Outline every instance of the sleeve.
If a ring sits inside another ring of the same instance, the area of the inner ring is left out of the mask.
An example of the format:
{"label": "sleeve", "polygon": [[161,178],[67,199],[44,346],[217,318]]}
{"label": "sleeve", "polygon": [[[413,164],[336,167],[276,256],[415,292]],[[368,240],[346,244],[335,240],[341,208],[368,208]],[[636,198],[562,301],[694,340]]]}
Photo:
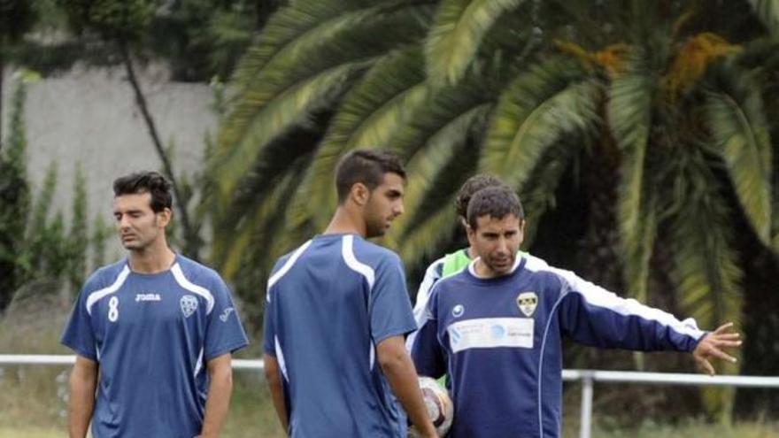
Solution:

□ □ □

Given task: Reproduce every line of the listing above word for word, leaving out the picture.

Worked answer:
Outline every instance of the sleeve.
If a ring sits inside another ring of the same instance, the area of the inner ring is left out of the mask.
An example of the format:
{"label": "sleeve", "polygon": [[161,178],[67,199],[44,346],[217,318]]}
{"label": "sleeve", "polygon": [[[413,164],[336,167],[276,256],[415,292]],[[368,240],[346,244],[335,240],[341,208],[368,208]],[[636,198],[562,301],[694,340]]]}
Photo:
Solution:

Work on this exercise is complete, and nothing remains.